◆ EXERCISE INSTRUCTIONS:
Report every line of the material below that contains the string "parsley".

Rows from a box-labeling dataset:
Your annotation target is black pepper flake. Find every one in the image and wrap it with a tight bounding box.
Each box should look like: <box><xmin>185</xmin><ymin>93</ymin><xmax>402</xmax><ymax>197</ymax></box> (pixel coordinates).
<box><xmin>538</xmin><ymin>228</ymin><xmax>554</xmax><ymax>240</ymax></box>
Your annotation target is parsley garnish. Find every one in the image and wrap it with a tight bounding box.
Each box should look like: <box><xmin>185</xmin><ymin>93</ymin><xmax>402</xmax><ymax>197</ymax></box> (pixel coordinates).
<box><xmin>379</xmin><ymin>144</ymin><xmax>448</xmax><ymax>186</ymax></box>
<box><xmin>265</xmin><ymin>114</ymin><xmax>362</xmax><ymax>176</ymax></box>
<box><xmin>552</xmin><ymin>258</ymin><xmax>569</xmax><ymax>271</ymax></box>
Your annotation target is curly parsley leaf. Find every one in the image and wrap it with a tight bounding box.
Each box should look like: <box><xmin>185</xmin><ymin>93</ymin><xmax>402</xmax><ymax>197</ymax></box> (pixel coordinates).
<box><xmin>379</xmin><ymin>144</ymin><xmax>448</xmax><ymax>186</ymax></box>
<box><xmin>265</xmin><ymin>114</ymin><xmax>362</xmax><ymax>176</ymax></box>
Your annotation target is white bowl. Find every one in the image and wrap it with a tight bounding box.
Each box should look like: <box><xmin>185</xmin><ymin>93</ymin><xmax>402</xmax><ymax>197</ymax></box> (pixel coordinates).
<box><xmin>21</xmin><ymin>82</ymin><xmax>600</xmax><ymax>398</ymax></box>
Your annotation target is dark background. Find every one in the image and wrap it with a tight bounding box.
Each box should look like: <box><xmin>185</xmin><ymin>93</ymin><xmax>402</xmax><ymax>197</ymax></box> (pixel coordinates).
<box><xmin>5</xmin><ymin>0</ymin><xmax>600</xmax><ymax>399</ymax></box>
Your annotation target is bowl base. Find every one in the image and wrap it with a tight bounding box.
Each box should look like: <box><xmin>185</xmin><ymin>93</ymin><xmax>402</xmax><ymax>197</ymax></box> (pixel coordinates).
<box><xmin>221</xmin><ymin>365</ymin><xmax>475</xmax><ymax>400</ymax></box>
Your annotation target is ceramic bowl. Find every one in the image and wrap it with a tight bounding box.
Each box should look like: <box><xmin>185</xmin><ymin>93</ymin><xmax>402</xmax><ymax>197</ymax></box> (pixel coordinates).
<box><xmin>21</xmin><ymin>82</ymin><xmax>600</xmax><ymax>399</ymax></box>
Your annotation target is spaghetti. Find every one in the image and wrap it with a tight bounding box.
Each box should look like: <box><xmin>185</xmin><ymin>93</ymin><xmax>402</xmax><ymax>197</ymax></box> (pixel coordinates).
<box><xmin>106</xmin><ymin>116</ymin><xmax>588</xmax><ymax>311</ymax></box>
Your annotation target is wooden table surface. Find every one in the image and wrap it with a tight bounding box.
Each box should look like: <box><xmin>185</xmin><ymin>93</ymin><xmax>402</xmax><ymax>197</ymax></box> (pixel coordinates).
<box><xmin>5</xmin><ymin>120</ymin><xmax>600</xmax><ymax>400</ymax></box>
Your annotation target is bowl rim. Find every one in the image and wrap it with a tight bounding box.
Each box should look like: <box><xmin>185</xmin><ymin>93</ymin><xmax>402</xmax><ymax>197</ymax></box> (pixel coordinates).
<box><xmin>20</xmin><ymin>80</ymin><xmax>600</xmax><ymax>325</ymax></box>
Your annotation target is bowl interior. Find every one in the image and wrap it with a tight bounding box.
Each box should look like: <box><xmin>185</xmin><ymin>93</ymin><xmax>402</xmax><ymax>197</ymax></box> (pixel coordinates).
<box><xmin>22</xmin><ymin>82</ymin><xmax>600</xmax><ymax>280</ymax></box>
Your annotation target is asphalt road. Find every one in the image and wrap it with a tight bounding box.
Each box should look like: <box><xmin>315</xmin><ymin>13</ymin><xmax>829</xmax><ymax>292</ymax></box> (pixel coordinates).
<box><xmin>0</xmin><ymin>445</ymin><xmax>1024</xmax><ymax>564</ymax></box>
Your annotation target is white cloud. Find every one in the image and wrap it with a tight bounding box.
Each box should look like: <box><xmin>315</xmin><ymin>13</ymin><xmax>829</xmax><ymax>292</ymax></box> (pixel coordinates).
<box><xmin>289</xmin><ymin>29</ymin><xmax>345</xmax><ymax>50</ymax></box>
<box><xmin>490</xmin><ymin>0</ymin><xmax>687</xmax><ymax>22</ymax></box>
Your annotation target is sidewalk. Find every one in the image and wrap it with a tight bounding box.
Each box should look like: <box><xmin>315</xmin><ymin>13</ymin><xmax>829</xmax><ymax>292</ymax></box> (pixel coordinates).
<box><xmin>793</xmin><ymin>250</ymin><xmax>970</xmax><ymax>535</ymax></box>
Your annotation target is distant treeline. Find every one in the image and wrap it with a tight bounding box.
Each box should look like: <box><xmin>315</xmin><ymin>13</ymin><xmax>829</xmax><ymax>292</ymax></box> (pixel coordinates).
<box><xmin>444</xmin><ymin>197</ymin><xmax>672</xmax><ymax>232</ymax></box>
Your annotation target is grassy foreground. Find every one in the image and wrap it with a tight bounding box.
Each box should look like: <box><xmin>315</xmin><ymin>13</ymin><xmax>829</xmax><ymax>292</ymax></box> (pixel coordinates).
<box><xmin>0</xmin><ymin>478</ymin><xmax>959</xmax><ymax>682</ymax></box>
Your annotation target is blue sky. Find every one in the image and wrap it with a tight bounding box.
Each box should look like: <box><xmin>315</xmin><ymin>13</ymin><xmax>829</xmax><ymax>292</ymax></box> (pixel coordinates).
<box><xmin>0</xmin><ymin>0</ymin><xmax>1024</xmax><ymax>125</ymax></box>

◆ REPLY TO THE EXERCISE:
Your annotation target is parsley garnish. Find every one in the image and wrap it with a tight bounding box.
Your annotation target is curly parsley leaf. Find every one in the image and wrap it with a tight bounding box.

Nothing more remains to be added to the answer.